Le 27 juillet 1999, la société Scan Coupon a demandé le prononcé de mesures conservatoires en saisissant le Conseil de la concurrence (le Conseil) de pratiques qu'elle estime anticoncurrentielles mises en œuvre par les sociétés Financière Sogec Marketing et Sogec Gestion, sur le marché du traitement des bons de réduction.
Par décision n° 99-MC-07 en date du 13 octobre 1999, le Conseil a enjoint aux deux sociétés en cause, dans l'attente d'une décision au fond, de :
- suspendre immédiatement l'application de la clause d'exclusivité insérée à l'article 1 des contrats d'adhésion à leurs banques de coupons ;
- ne plus proposer de contrats comportant une telle clause ;
- informer, par courrier, dans un délai de deux mois à compter de la notification de la décision, tous les clients relevant de leur activité de traitement de bons de réduction de la suspension de l'application de la clause d'exclusivité et de l'injonction qui leur a été délivrée de ne plus proposer de contrats comportant une telle clause, en joignant en annexe une copie de la décision du Conseil.

+===+

Énoncé 1: Recopiez le passage du texte sur la décision du Conseil de la concurrence qui commence par « Par décision n° » et se poursuit jusqu'à « décision du Conseil. », en y renommant « clause d'exclusivité » en « clause de monopole ».
Énoncé 2: Dressez la liste de toutes les sociétés nommées dans le texte sur la décision du Conseil de la concurrence.
Les entrées qui suivent proviennent d'une source distincte.

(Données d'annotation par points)
+===+

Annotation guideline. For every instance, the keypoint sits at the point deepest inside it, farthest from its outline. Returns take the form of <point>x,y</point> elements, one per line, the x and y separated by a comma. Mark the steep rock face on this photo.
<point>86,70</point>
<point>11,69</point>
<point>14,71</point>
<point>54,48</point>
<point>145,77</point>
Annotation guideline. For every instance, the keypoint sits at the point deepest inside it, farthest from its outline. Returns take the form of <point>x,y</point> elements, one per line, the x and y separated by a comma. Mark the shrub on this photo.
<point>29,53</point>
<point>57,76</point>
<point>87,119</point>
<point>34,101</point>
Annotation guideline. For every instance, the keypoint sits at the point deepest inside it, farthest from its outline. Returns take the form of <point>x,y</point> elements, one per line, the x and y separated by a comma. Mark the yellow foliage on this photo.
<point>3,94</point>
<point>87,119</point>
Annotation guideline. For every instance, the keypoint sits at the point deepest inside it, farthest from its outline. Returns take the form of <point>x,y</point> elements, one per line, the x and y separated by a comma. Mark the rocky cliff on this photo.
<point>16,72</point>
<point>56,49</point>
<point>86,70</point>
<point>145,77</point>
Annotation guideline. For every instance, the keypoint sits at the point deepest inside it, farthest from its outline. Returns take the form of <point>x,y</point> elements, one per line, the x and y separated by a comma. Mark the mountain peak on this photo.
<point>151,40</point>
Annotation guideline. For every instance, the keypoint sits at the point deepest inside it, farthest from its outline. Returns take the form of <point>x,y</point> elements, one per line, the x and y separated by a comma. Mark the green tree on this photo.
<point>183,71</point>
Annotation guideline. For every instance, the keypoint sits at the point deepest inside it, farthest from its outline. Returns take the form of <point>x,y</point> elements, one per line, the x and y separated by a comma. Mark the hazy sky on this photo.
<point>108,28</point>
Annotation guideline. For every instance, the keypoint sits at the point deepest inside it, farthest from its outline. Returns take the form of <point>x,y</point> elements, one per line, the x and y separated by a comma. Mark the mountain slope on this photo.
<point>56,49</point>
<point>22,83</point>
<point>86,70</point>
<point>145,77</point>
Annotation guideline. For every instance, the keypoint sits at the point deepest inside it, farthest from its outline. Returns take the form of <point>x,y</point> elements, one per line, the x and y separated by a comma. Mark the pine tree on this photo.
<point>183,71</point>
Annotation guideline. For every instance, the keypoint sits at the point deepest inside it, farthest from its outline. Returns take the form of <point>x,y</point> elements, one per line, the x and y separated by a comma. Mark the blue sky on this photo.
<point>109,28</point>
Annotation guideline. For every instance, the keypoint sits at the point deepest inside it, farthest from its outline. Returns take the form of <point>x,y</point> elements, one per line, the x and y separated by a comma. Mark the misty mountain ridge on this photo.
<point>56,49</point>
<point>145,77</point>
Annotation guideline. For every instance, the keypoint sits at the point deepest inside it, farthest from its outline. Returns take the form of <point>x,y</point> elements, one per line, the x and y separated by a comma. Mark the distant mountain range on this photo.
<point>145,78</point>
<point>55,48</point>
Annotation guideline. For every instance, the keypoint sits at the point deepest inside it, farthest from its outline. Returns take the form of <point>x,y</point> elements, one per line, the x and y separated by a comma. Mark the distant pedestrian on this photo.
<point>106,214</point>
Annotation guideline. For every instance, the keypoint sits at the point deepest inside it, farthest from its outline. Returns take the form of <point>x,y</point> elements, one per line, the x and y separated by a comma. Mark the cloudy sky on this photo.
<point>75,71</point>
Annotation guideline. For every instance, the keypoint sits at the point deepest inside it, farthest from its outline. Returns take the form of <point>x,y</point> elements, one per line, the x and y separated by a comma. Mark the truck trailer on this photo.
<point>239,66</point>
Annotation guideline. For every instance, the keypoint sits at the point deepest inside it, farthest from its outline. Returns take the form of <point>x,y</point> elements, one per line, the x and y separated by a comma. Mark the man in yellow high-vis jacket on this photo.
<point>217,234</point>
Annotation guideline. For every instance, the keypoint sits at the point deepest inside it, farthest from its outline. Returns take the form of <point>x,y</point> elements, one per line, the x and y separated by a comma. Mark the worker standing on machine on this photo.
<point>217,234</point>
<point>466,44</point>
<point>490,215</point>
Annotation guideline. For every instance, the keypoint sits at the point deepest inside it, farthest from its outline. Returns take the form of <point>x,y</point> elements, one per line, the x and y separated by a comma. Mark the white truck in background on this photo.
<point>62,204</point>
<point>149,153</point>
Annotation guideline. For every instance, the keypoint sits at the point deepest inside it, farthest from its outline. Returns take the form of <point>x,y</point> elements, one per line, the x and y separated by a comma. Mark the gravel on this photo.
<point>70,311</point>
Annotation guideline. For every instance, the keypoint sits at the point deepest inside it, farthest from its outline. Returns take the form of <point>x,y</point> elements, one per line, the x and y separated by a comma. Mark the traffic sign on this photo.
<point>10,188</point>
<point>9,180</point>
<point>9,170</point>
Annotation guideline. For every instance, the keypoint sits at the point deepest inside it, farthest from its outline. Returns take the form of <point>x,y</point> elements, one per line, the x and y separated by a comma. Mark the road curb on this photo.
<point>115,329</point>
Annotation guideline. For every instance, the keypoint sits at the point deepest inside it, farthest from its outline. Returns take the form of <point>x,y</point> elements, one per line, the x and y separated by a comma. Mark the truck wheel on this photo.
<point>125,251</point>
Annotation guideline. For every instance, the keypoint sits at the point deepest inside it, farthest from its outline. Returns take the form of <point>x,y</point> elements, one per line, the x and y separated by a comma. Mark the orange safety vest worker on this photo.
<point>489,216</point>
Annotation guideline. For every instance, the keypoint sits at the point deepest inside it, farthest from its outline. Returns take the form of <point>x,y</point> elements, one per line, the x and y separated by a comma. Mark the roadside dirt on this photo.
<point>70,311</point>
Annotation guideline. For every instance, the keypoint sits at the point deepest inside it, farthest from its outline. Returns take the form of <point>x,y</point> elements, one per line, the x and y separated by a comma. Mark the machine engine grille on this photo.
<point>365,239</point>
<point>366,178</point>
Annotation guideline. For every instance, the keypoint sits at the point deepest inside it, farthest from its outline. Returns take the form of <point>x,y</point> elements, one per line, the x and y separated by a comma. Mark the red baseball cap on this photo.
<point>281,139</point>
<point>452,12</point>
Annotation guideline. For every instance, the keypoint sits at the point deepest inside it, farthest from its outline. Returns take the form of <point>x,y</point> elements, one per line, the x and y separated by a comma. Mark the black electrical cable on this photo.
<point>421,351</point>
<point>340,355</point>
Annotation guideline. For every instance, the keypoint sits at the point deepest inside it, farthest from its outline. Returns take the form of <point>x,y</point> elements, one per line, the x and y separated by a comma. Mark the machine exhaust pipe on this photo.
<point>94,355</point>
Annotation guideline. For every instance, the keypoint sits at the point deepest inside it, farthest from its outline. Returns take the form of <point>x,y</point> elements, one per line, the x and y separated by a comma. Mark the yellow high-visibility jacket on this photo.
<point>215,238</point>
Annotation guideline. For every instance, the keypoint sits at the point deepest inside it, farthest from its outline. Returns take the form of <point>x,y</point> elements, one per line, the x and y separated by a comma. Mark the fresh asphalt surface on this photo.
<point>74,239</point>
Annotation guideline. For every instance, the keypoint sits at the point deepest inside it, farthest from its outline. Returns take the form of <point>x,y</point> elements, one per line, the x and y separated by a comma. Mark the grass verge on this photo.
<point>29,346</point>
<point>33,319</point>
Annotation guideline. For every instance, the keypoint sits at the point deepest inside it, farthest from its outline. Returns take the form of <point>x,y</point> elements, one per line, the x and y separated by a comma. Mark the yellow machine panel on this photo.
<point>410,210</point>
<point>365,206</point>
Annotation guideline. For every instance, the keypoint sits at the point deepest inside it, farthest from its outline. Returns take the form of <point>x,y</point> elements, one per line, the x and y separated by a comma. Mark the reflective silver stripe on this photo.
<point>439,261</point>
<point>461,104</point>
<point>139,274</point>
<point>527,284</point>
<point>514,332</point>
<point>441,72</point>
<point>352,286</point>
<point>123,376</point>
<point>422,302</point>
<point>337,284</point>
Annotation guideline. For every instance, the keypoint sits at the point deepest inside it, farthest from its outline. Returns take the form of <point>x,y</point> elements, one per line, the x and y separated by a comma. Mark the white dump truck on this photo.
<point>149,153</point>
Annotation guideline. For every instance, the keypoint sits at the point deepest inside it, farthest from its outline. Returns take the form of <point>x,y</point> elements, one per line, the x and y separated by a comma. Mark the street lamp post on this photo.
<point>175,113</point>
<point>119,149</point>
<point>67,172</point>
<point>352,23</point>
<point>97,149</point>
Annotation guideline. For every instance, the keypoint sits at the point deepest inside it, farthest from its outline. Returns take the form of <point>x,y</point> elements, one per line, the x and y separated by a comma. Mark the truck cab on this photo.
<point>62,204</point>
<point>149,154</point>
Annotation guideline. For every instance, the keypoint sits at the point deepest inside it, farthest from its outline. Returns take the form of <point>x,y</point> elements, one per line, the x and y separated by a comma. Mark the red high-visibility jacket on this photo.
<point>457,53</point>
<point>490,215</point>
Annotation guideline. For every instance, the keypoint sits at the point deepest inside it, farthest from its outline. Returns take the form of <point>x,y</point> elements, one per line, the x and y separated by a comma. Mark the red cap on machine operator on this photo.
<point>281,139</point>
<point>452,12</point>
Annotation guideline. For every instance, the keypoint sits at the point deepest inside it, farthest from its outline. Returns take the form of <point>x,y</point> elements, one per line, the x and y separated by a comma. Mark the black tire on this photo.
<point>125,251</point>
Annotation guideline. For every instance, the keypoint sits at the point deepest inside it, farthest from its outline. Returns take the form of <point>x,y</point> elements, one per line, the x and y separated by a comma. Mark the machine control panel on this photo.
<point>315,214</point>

+===+

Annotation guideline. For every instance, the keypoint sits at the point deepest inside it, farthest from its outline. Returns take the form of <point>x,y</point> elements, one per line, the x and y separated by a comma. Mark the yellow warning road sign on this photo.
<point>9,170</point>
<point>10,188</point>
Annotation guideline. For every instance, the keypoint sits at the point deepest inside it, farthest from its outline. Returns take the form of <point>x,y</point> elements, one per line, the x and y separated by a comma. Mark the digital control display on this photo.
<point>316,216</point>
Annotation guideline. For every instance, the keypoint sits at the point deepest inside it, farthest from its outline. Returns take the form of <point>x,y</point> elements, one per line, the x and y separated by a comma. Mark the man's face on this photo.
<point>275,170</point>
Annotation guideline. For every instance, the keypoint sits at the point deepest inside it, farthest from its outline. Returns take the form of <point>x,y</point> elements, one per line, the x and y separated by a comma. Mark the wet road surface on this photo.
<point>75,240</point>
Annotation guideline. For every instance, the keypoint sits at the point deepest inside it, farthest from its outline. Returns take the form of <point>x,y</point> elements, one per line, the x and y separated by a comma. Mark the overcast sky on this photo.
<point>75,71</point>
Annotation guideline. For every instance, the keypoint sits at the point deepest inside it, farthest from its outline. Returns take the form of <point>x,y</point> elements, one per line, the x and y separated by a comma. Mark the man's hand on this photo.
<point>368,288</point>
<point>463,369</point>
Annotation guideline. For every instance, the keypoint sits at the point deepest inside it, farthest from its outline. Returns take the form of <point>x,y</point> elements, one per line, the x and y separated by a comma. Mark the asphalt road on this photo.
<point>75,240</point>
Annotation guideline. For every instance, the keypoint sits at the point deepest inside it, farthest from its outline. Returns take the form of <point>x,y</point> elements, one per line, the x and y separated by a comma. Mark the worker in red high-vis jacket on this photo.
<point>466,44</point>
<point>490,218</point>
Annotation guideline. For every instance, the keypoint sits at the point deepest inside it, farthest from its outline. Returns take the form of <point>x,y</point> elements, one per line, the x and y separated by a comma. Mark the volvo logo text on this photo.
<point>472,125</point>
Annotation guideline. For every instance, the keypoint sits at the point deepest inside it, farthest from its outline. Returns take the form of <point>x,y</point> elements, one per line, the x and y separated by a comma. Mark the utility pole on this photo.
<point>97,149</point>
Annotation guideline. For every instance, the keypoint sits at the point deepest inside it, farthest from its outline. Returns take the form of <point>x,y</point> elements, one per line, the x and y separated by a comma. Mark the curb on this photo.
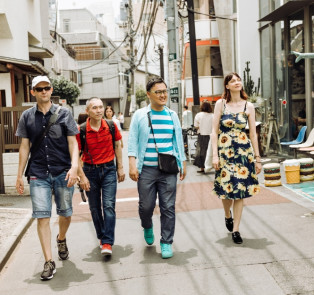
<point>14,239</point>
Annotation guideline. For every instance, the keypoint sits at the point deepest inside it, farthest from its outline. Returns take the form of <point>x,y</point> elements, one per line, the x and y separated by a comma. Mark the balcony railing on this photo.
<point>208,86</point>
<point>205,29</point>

+===+

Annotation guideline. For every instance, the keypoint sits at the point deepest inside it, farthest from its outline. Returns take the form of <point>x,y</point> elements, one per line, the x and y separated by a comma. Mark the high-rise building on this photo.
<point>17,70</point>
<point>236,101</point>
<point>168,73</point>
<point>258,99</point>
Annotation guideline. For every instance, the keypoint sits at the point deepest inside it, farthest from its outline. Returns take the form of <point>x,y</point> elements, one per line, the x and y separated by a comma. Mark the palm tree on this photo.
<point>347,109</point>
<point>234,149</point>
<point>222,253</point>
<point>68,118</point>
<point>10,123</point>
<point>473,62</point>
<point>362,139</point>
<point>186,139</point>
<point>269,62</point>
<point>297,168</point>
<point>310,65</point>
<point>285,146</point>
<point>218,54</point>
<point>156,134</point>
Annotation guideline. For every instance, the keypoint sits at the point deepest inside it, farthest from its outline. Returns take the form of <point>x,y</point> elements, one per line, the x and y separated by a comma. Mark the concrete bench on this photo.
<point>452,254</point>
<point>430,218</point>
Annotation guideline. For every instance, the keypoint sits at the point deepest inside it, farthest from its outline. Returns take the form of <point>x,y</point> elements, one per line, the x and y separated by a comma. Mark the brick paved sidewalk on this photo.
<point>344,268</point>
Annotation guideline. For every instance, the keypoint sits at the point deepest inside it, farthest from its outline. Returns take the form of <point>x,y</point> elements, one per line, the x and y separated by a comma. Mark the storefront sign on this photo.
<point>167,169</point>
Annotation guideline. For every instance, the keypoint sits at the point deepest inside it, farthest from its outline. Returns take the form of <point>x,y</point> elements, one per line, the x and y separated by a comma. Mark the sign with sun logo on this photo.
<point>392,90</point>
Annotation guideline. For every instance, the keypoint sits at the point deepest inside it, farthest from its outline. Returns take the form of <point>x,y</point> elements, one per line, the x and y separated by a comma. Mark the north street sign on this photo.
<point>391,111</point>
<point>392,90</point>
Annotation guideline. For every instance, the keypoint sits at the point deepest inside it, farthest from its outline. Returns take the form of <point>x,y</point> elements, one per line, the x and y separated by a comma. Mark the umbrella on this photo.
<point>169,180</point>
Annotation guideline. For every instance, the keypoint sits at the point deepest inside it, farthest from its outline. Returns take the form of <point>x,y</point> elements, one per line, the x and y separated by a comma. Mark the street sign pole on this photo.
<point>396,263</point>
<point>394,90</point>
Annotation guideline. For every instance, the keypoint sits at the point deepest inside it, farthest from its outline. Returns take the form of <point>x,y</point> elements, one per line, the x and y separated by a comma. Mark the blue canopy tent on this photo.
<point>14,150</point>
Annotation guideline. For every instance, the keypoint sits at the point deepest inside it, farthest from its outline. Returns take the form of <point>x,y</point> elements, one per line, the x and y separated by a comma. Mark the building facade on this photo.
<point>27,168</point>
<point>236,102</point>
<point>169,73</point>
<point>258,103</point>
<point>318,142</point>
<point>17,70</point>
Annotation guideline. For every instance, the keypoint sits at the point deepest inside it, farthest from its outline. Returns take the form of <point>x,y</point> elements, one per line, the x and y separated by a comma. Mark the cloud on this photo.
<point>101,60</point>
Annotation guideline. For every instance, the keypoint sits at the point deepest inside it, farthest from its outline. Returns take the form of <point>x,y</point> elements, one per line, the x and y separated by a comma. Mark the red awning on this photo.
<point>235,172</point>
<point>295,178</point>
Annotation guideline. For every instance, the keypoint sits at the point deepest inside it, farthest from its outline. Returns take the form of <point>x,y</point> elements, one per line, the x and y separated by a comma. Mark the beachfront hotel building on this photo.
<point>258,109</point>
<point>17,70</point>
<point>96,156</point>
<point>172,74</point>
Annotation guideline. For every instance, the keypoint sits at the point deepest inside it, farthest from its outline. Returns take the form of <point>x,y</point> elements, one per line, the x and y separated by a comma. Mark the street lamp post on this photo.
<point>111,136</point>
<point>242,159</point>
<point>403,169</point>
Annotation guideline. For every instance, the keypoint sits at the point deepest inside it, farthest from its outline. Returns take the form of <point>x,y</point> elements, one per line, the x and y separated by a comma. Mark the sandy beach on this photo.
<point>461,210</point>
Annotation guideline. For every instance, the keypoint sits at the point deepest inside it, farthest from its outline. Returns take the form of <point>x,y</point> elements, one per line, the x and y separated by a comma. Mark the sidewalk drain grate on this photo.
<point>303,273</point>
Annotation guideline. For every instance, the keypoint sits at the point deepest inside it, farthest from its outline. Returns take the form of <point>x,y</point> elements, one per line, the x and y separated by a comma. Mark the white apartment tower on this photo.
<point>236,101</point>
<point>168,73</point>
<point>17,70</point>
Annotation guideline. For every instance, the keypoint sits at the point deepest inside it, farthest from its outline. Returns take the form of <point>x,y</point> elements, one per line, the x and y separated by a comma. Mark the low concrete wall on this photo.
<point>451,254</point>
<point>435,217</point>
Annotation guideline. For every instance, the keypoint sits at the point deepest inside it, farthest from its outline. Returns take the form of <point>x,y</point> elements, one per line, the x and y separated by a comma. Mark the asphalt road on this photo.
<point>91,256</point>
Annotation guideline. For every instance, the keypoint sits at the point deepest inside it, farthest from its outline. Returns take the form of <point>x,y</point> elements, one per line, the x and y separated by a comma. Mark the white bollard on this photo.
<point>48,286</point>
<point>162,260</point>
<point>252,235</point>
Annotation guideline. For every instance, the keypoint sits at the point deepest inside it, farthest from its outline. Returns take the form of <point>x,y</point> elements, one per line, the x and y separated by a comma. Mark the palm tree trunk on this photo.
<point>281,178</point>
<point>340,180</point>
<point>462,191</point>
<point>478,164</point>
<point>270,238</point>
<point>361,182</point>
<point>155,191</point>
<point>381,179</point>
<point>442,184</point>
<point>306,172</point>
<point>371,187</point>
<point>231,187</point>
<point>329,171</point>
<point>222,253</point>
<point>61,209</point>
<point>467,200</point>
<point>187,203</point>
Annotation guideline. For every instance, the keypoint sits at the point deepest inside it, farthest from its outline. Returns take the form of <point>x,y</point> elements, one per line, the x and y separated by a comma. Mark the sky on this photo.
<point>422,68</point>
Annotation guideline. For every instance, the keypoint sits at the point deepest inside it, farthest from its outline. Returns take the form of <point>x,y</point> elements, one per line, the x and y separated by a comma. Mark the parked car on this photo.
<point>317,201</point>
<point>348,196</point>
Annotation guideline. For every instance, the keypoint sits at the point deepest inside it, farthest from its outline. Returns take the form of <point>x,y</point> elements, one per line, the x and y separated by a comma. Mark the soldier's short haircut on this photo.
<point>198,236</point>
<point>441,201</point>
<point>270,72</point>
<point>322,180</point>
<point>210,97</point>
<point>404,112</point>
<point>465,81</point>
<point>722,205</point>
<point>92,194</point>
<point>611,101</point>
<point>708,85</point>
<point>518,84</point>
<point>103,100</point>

+===+

Résultat final 1:
Par décision n° 99-MC-07 en date du 13 octobre 1999, le Conseil a enjoint aux deux sociétés en cause, dans l'attente d'une décision au fond, de :
- suspendre immédiatement l'application de la clause de monopole insérée à l'article 1 des contrats d'adhésion à leurs banques de coupons ;
- ne plus proposer de contrats comportant une telle clause ;
- informer, par courrier, dans un délai de deux mois à compter de la notification de la décision, tous les clients relevant de leur activité de traitement de bons de réduction de la suspension de l'application de la clause de monopole et de l'injonction qui leur a été délivrée de ne plus proposer de contrats comportant une telle clause, en joignant en annexe une copie de la décision du Conseil.

Résultat final 2:
Scan Coupon
Financière Sogec Marketing
Sogec Gestion